TASK DESCRIPTION: Copy the material below line for line, with no changes.
# start of DATA LINES
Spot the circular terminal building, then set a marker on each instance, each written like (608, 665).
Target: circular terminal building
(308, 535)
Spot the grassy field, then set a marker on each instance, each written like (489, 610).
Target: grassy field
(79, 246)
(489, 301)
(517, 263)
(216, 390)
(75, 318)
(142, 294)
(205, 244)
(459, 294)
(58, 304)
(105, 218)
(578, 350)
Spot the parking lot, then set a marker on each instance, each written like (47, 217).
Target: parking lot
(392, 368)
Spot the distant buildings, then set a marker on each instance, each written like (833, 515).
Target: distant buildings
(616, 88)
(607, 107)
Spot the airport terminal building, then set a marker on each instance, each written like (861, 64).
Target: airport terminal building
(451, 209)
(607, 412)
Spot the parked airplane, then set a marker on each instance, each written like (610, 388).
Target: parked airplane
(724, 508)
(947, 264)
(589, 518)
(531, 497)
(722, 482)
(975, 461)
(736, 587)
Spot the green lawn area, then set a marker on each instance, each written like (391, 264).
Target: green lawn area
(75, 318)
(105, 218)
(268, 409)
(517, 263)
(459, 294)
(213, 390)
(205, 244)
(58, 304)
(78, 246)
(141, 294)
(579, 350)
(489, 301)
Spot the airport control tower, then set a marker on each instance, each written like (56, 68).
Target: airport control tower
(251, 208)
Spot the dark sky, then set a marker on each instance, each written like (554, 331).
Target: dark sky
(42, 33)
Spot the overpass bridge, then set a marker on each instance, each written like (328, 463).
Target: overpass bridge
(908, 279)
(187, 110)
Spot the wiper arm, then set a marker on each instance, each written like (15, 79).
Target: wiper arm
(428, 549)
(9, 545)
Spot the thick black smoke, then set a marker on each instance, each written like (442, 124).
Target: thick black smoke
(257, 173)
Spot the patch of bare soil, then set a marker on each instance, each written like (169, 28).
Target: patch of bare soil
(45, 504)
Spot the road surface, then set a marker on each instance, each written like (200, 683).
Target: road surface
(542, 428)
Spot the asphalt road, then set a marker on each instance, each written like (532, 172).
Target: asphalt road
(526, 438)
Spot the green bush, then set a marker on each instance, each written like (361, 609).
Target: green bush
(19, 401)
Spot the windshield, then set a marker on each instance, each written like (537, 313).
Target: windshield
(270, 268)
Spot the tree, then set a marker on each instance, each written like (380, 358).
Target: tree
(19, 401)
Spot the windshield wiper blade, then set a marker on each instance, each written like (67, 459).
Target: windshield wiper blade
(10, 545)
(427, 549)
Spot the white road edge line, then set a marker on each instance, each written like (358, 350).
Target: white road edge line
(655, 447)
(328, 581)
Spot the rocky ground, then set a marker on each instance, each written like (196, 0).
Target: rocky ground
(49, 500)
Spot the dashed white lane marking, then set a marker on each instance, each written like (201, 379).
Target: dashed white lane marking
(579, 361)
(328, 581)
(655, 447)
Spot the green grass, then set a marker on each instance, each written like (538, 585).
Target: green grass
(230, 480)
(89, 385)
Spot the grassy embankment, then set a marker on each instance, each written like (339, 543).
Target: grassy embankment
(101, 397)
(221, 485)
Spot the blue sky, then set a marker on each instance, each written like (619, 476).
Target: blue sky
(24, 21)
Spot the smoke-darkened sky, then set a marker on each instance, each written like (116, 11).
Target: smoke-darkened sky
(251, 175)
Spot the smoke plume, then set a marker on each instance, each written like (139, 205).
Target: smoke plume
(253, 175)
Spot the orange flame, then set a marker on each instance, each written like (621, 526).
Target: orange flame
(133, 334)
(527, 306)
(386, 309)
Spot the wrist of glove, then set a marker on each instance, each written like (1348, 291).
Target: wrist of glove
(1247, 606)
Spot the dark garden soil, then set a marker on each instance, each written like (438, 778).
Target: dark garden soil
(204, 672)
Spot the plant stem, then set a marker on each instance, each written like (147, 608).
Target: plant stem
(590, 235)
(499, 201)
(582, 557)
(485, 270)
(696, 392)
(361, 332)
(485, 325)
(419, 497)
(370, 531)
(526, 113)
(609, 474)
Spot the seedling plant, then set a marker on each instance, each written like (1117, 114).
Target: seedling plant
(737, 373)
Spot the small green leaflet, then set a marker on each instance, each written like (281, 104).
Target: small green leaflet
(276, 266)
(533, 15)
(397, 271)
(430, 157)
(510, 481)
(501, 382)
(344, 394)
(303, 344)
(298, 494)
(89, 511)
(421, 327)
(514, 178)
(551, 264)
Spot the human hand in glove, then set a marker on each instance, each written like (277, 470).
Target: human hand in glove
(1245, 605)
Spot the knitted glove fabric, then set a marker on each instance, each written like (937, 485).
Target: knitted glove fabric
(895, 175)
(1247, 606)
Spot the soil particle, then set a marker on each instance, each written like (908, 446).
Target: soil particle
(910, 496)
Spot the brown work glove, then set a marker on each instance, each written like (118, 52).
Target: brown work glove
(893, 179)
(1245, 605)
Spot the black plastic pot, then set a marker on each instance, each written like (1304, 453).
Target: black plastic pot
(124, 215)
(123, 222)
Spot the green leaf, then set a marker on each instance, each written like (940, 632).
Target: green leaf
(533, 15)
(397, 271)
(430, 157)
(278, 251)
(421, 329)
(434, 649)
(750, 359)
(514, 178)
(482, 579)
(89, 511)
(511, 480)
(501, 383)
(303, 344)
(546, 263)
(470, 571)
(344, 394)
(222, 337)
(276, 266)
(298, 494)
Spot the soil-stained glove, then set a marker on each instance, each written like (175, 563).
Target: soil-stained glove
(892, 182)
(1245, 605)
# end of DATA LINES
OUTPUT FOR THIS EXERCISE:
Spot the circular terminal building, then set a marker on each instance, each written like (608, 665).
Target: circular terminal building
(308, 535)
Spot the grassy field, then set a marker on each instance, each written like (489, 610).
Target: grassy field
(79, 246)
(489, 301)
(517, 263)
(216, 390)
(75, 318)
(142, 294)
(205, 244)
(459, 294)
(58, 304)
(105, 218)
(578, 350)
Spot the parking lot, then set a marker on each instance, each written like (47, 217).
Target: parking lot
(392, 368)
Spot the distant buildings, then set a marker on each instance, each written like (833, 515).
Target: distant buildings
(616, 88)
(607, 107)
Spot the airport terminal building, then set a marker on each instance, each written like (861, 64).
Target: airport terminal building
(451, 209)
(607, 412)
Spot the parked airplane, then set a marker on each instance, each written like (610, 388).
Target: parked airplane
(724, 508)
(947, 264)
(589, 518)
(531, 497)
(722, 482)
(975, 461)
(736, 587)
Spot the green lawn area, then set a marker on each instance, each written like (391, 264).
Target: green lawn area
(75, 318)
(105, 218)
(268, 409)
(517, 263)
(459, 294)
(213, 390)
(205, 244)
(58, 304)
(78, 246)
(141, 294)
(579, 350)
(489, 301)
Spot the airport control tower, then set a marker on each instance, each written like (56, 68).
Target: airport control tower
(251, 208)
Spot the dark sky, then set a marker on each instance, each written like (554, 331).
Target: dark sky
(42, 33)
Spot the overpass bridge, then set a marker on each instance, each written like (328, 463).
Target: overpass bridge
(908, 279)
(187, 110)
Spot the wiper arm, then set a marker on each instance, each written like (15, 79).
Target: wiper arm
(428, 549)
(9, 545)
Spot the thick black smoke, then set a marker on each instance, each written like (442, 124).
Target: thick black smoke
(257, 173)
Spot the patch of bare soil, then set a marker on each instance, each written like (169, 28).
Target: patch of bare soil
(45, 504)
Spot the road surface, then set a marker on each instance, each written like (200, 683).
Target: road surface
(542, 428)
Spot the asphalt road, then set a marker on each instance, each written like (532, 172).
Target: asphalt road
(526, 438)
Spot the green bush, then set a marker on each instance, each written like (361, 609).
Target: green bush
(19, 401)
Spot the windshield, then set a marker on each instance, each written like (537, 313).
Target: windshield
(270, 268)
Spot the tree, then set a marker on each instance, each written like (380, 358).
Target: tree
(19, 401)
Spot the windshield wiper blade, then set a marker on each instance, each written like (67, 459).
Target: windshield wiper blade
(10, 545)
(427, 549)
Spot the white road edge line, then set a marker on each instance, each written like (358, 350).
Target: white road edge line
(655, 447)
(328, 581)
Spot the rocky ground, then set a marker on each instance, each written like (196, 0).
Target: rocky ground
(49, 500)
Spot the dashed white lane marking, then set a marker on each instance, each written like (201, 379).
Target: dashed white lane marking
(579, 361)
(328, 581)
(655, 447)
Spot the green grass, then set a marker on each instance, each written like (538, 585).
Target: green grass
(230, 480)
(89, 385)
Spot the grassy embankment, then set a marker on each instance, each written like (339, 543).
Target: grassy embankment
(101, 397)
(221, 485)
Spot the blue sky, then set a marker on each instance, each written like (619, 476).
Target: blue sky
(24, 21)
Spot the smoke-darkened sky, then set a marker on each instance, each written like (116, 11).
Target: smoke-darkened sky
(251, 175)
Spot the smoke plume, then set a marker on each instance, each written like (139, 205).
Target: smoke plume
(253, 175)
Spot the orange flame, then set a marker on each instance, each written like (621, 526).
Target: orange flame
(133, 334)
(527, 306)
(386, 309)
Spot the wrist of glove, then set a marker on each instance, each written like (1348, 291).
Target: wrist of glove
(1247, 606)
Spot the dark garden soil, then set a marker on each instance, each written like (438, 778).
Target: dark garden soil
(204, 672)
Spot the plant stem, then set a marker on each instance, each written like (147, 608).
Target: plant stem
(590, 235)
(499, 201)
(582, 557)
(485, 270)
(696, 392)
(361, 332)
(485, 325)
(419, 497)
(370, 531)
(526, 113)
(609, 474)
Spot the seedling plant, then set a marker on each instance, each written like (1117, 114).
Target: seedling plant
(737, 373)
Spot the small green leaflet, then set a marker on each instance, each written like (281, 104).
Target: small green leaflet
(276, 266)
(533, 15)
(397, 271)
(430, 157)
(510, 481)
(501, 382)
(344, 394)
(303, 344)
(298, 494)
(89, 511)
(421, 327)
(514, 178)
(551, 264)
Spot the human hand in glove, then set a marker on each instance, each written like (277, 470).
Target: human hand in glove
(1245, 605)
Spot the knitted glove fabric, then set a marker on each instance, each written like (937, 485).
Target: knitted glove fabric
(895, 175)
(1247, 606)
Spot the soil particle, then set a marker on each instance, each written like (908, 446).
Target: soil particle
(910, 496)
Spot the brown work glove, then set a marker on each instance, each written like (118, 52).
Target: brown work glove
(893, 179)
(1245, 605)
Spot the black plastic pot, then set a marker on each instance, each written like (1304, 453).
Target: black plastic pot
(124, 215)
(123, 222)
Spot the green leaf, then set a marker on each instance, each written like (940, 632).
Target: green leaf
(533, 15)
(397, 271)
(430, 157)
(278, 251)
(421, 329)
(434, 649)
(750, 359)
(514, 178)
(482, 579)
(89, 511)
(511, 480)
(501, 383)
(303, 344)
(546, 263)
(470, 571)
(344, 394)
(222, 337)
(276, 266)
(298, 494)
Spot the soil-stained glove, then set a marker on each instance, each written like (175, 563).
Target: soil-stained glove
(892, 182)
(1245, 605)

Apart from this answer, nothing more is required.